Brief 1: Reproduce the section of the overflow/carry flags thread below starting with "alexcrichton · 2024-08-20T18:57:59Z" and going on through "the initial implementation.".

Alternative or addition: instructions with overflow/carry flags #6

alexcrichton · 2024-08-14T15:22:51Z

Perhaps the primary alternative to this proposal that would try to solve the same original problem would be to add instructions that manipulate/expose the overflow flag directly from native hardware. This is lower level than 128-bit operations themselves and the theory is that 128-bit operations could be built from these lower level instructions. The original proposal explicitly did not propose this due to complexity of optimizing these instructions and the ease of achieving performance on desired benchmarks with 128-bit operations. In the CG meeting however it was brought up that these lower-level primitives might be a better choice.

This issue is intended to be a discussion location for continuing to flesh out the flags-vs-128-bit-ops story. More thorough rationale will be needed in later phases to either explicitly use flag-based ops or not. This will likely be informed through experience in implementations in other engines in addition to performance numbers of relevant benchmarks.

alexcrichton · 2024-08-20T18:57:59Z

I've opened #10 with some more discussion behind the background of this proposal. It notably outlines the possible shape of these instructions plus why they had bad performance in Wasmtime with the initial implementation.

alexcrichton · 2024-08-26T20:29:00Z

One concern I might have with going exclusively with overflow/carry flags is that platforms like RISC-V don't have the same instructions as x86/aarch64 and they might be slower. For example implementing i64.add_with_carry_u on RISC-V to achieve 128-bit addition might end up being slower than what RISC-V already generates today. I'm not aware of other platforms missing these instructions, though, so RISC-V may be the only one affected and I additionally do not have a machine to benchmark on to confirm this hypothesis one way or another.

waterlens · 2024-09-03T14:42:18Z

One concern I might have with going exclusively with overflow/carry flags is that platforms like RISC-V don't have the same instructions as x86/aarch64 and they might be slower. For example implementing i64.add_with_carry_u on RISC-V to achieve 128-bit addition might end up being slower than what RISC-V already generates today. I'm not aware of other platforms missing these instructions, though, so RISC-V may be the only one affected and I additionally do not have a machine to benchmark on to confirm this hypothesis one way or another.

It is more likely to be a problem with the design of RISC-V ISA itself, as suggested by this discussion. It could be a big sacrifice for WASM if we give up such common operations on other hardware platforms, just because RISC-V people currently don't care about this.

Records provided:

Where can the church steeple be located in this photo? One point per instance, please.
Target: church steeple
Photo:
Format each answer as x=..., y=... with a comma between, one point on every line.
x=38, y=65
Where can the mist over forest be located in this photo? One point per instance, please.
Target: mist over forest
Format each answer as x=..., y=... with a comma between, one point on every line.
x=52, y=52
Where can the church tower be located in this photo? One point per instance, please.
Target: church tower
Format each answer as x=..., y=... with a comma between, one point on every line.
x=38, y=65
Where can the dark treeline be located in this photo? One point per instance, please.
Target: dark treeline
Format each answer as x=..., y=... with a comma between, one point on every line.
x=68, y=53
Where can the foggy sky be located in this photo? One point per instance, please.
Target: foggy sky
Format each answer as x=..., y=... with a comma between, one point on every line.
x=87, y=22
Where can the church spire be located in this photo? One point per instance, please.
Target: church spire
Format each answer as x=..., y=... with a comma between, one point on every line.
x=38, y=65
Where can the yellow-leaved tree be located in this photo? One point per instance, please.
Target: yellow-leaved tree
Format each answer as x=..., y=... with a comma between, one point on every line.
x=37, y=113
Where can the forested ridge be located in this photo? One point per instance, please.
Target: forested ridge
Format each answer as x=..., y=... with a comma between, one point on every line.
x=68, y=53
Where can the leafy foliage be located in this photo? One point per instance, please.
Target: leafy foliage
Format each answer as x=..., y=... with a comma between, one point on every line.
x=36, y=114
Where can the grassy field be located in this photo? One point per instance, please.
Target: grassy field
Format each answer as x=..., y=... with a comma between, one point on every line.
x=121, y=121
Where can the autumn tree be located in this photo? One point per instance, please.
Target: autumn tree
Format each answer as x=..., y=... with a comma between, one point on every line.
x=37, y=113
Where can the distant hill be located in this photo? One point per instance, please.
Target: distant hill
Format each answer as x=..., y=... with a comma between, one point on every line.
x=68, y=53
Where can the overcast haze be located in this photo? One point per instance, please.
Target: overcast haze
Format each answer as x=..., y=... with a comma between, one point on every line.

Brief 2: Please tally the lines of the listing above that contain the string "autumn", with case counting, and reply with the number alone.

Reply 1:
alexcrichton · 2024-08-20T18:57:59Z

I've opened #10 with some more discussion behind the background of this proposal. It notably outlines the possible shape of these instructions plus why they had bad performance in Wasmtime with the initial implementation.

Reply 2: 2